SHORT TASK.
Retype the data below line for line, with no changes.

Segmentation dataset excerpts.
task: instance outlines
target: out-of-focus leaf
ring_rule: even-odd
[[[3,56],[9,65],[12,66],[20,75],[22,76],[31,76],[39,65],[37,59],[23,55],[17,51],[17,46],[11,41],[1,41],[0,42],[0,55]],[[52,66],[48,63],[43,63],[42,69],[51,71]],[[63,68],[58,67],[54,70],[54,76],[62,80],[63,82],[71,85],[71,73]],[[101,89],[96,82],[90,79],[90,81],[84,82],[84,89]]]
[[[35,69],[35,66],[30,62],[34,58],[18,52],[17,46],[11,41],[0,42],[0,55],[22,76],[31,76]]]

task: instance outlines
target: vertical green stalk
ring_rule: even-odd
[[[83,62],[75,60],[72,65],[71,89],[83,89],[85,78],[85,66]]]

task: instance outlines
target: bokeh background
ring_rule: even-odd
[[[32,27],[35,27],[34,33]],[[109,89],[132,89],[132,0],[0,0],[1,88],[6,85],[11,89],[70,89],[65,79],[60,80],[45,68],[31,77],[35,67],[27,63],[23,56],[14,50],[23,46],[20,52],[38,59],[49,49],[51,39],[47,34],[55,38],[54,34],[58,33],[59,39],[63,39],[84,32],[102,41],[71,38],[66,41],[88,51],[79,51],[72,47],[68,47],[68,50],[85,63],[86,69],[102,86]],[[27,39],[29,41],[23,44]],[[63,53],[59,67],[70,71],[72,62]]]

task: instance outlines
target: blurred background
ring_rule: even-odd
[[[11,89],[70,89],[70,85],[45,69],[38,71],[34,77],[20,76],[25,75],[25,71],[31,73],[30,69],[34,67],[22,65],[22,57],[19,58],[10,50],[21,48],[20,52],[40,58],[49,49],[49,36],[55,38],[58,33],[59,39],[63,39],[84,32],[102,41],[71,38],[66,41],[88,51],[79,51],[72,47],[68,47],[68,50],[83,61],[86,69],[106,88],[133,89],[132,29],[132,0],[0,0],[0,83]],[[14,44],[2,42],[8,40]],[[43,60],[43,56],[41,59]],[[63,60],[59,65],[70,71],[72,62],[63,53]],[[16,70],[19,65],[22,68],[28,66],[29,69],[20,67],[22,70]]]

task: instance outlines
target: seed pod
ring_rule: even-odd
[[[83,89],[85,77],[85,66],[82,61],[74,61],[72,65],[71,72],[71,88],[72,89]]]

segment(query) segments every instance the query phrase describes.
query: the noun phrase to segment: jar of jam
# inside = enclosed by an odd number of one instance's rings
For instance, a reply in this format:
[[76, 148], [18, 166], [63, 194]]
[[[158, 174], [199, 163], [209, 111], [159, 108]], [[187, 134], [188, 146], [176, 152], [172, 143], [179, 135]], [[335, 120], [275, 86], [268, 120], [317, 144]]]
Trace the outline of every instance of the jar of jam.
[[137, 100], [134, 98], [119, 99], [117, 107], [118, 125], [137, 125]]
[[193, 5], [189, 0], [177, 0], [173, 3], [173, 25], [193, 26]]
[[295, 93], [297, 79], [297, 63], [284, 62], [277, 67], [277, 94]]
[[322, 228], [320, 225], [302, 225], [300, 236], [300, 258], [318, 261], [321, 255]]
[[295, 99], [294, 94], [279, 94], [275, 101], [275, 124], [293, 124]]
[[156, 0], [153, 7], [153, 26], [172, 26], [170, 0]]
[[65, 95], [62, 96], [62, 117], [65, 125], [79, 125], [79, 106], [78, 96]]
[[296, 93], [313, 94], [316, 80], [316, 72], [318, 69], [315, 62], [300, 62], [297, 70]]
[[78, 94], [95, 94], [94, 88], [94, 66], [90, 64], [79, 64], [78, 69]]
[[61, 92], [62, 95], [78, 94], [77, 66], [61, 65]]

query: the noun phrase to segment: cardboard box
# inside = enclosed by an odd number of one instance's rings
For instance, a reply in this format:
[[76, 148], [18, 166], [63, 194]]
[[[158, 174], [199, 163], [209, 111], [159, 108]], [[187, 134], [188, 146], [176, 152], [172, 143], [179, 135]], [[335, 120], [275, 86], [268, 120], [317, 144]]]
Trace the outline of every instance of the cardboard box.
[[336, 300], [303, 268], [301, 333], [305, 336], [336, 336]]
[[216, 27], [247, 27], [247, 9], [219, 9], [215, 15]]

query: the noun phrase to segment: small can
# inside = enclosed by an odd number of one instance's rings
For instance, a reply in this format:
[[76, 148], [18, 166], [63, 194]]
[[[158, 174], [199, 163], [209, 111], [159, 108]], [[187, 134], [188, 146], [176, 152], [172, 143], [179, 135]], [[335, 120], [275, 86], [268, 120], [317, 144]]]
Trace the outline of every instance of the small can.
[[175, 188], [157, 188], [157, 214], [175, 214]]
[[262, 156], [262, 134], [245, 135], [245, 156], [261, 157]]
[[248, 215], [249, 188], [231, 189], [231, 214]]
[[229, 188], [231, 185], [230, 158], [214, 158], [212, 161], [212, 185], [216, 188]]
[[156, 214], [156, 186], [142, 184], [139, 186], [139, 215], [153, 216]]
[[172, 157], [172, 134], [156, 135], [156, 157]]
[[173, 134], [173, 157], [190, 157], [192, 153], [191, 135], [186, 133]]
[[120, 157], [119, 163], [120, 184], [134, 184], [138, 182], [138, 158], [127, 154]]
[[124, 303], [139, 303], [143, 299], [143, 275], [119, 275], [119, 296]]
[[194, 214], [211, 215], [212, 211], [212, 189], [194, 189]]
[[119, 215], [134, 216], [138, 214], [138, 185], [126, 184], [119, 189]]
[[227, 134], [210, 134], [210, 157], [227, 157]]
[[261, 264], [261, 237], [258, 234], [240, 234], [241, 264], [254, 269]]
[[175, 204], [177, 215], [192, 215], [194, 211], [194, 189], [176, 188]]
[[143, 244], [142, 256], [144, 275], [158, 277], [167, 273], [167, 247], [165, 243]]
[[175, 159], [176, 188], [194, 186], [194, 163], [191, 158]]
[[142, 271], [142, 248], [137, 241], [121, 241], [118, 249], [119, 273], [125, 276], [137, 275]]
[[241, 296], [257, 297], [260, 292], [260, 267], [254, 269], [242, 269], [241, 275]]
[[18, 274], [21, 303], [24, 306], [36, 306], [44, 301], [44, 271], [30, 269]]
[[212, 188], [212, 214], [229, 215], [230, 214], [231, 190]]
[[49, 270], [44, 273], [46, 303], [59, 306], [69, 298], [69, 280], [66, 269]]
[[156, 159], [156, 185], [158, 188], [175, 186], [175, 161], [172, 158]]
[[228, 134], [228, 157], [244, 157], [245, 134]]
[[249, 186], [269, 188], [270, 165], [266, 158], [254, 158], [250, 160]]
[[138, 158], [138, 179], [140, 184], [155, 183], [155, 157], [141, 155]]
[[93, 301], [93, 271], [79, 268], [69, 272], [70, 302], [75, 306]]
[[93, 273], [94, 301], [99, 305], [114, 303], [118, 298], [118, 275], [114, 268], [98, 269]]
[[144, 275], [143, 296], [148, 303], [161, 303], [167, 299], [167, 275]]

ANSWER FOR THE TASK.
task: instance outlines
target: out-of-focus leaf
ring_rule: even-odd
[[[3,56],[9,65],[12,66],[20,75],[22,76],[31,76],[39,65],[37,59],[23,55],[17,51],[17,46],[11,41],[1,41],[0,42],[0,55]],[[52,66],[48,63],[43,63],[42,69],[51,71]],[[63,68],[58,67],[54,70],[54,76],[62,80],[63,82],[71,85],[71,73]],[[101,89],[96,82],[90,79],[90,81],[84,82],[84,89]]]
[[[35,69],[35,66],[30,62],[34,58],[18,52],[17,46],[11,41],[0,42],[0,55],[22,76],[31,76]]]

task: instance outlines
target: vertical green stalk
ring_rule: even-odd
[[[83,62],[75,60],[72,65],[71,89],[83,89],[85,78],[85,66]]]

task: instance outlines
target: bokeh background
ring_rule: even-odd
[[[32,27],[35,27],[34,33]],[[109,89],[132,89],[132,0],[0,0],[1,88],[6,85],[11,89],[70,89],[65,79],[60,80],[45,68],[31,77],[35,67],[27,63],[23,56],[14,50],[23,46],[20,52],[38,59],[49,49],[51,39],[47,34],[55,38],[54,34],[58,33],[59,39],[63,39],[84,32],[102,41],[71,38],[66,41],[88,51],[79,51],[72,47],[68,47],[68,50],[85,63],[86,69],[102,86]],[[27,39],[29,41],[23,44]],[[63,53],[59,67],[70,71],[72,62]]]

task: instance outlines
target: blurred background
ring_rule: even-odd
[[[11,89],[70,89],[70,85],[45,69],[38,71],[34,77],[20,76],[25,75],[25,71],[31,73],[30,69],[34,67],[22,65],[22,57],[19,58],[10,50],[21,48],[20,52],[40,58],[49,49],[49,36],[55,38],[58,33],[59,39],[63,39],[84,32],[102,41],[71,38],[66,41],[88,51],[79,51],[72,47],[68,47],[68,50],[83,61],[86,69],[106,88],[133,89],[132,29],[132,0],[0,0],[0,83]],[[14,44],[2,42],[8,40]],[[43,60],[43,56],[41,59]],[[63,60],[59,65],[70,71],[72,62],[63,53]],[[16,70],[19,65],[22,68],[28,66],[29,69],[20,67],[22,70]]]

task: instance outlines
target: seed pod
ring_rule: even-odd
[[[83,89],[85,77],[85,66],[82,61],[74,61],[72,65],[71,72],[71,88],[72,89]]]

segment(query) segments every instance the query phrase describes.
query: the noun phrase to segment: jar of jam
# inside = enclosed by an odd number of one instance's rings
For instance, a reply in this format:
[[76, 148], [18, 166], [63, 194]]
[[[158, 174], [199, 163], [209, 111], [159, 108]], [[187, 134], [188, 146], [176, 152], [172, 143], [179, 135]], [[335, 120], [275, 86], [268, 120], [317, 144]]]
Trace the outline of every instance of the jar of jam.
[[137, 100], [134, 98], [119, 99], [117, 107], [118, 125], [137, 125]]
[[193, 5], [189, 0], [177, 0], [173, 3], [173, 25], [193, 26]]
[[295, 93], [297, 79], [297, 63], [284, 62], [277, 67], [277, 94]]
[[322, 228], [320, 225], [302, 225], [300, 236], [300, 258], [318, 261], [321, 255]]
[[295, 99], [294, 94], [279, 94], [275, 101], [275, 124], [293, 124]]
[[156, 0], [153, 7], [153, 26], [172, 26], [170, 0]]
[[65, 95], [62, 96], [62, 117], [65, 125], [79, 125], [79, 106], [78, 96]]
[[296, 93], [313, 94], [316, 80], [316, 72], [318, 69], [315, 62], [300, 62], [297, 70]]
[[78, 94], [95, 94], [94, 88], [94, 66], [90, 64], [79, 64], [78, 69]]
[[61, 92], [62, 95], [78, 94], [77, 66], [61, 65]]

query: the noun phrase to segment: cardboard box
# inside = enclosed by an odd number of one instance's rings
For instance, a reply in this format:
[[76, 148], [18, 166], [63, 194]]
[[[158, 174], [199, 163], [209, 111], [159, 108]], [[187, 134], [188, 146], [176, 152], [172, 143], [179, 135]], [[335, 120], [275, 86], [268, 120], [317, 144]]]
Trace the outline of every instance of the cardboard box.
[[336, 300], [303, 268], [301, 333], [305, 336], [336, 336]]
[[216, 27], [247, 27], [247, 9], [219, 9], [215, 15]]

query: the noun phrase to segment: small can
# inside = enclosed by an odd number of one instance's rings
For instance, a reply in this format:
[[76, 148], [18, 166], [63, 194]]
[[[158, 174], [199, 163], [209, 111], [159, 108]], [[187, 134], [188, 146], [176, 152], [172, 143], [179, 135]], [[335, 120], [275, 86], [268, 120], [317, 144]]]
Trace the outline of every instance of the small can.
[[175, 188], [157, 188], [157, 214], [175, 214]]
[[262, 156], [262, 134], [245, 135], [245, 156], [261, 157]]
[[248, 215], [249, 188], [231, 189], [231, 214]]
[[229, 188], [231, 185], [230, 158], [214, 158], [212, 161], [212, 185], [216, 188]]
[[156, 214], [156, 186], [142, 184], [139, 186], [139, 215], [153, 216]]
[[172, 157], [172, 134], [156, 135], [156, 157]]
[[173, 134], [173, 157], [190, 157], [192, 153], [191, 135], [186, 133]]
[[120, 157], [119, 163], [120, 184], [134, 184], [138, 182], [138, 158], [127, 154]]
[[124, 303], [139, 303], [143, 299], [143, 275], [119, 275], [119, 296]]
[[194, 214], [211, 215], [212, 211], [212, 189], [194, 189]]
[[119, 215], [134, 216], [138, 214], [138, 185], [126, 184], [119, 189]]
[[227, 134], [210, 134], [210, 157], [227, 157]]
[[261, 264], [261, 237], [258, 234], [240, 234], [241, 264], [254, 269]]
[[175, 204], [177, 215], [192, 215], [194, 211], [194, 189], [176, 188]]
[[143, 244], [142, 256], [144, 275], [158, 277], [167, 273], [167, 247], [165, 243]]
[[175, 159], [176, 188], [194, 186], [194, 163], [191, 158]]
[[142, 271], [142, 248], [137, 241], [121, 241], [118, 249], [119, 273], [125, 276], [137, 275]]
[[241, 296], [257, 297], [260, 292], [260, 267], [254, 269], [242, 269], [241, 275]]
[[18, 274], [21, 303], [24, 306], [36, 306], [44, 301], [44, 271], [30, 269]]
[[212, 188], [212, 214], [229, 215], [230, 214], [231, 190]]
[[49, 270], [44, 273], [46, 303], [59, 306], [69, 298], [69, 280], [66, 269]]
[[156, 159], [156, 185], [158, 188], [175, 186], [175, 161], [172, 158]]
[[228, 134], [228, 157], [244, 157], [245, 134]]
[[249, 186], [269, 188], [270, 165], [266, 158], [254, 158], [250, 160]]
[[138, 158], [138, 179], [140, 184], [155, 183], [155, 157], [141, 155]]
[[93, 301], [93, 271], [79, 268], [69, 272], [70, 302], [75, 306]]
[[93, 273], [94, 301], [99, 305], [114, 303], [118, 298], [118, 275], [114, 268], [98, 269]]
[[144, 275], [143, 296], [148, 303], [161, 303], [167, 299], [167, 275]]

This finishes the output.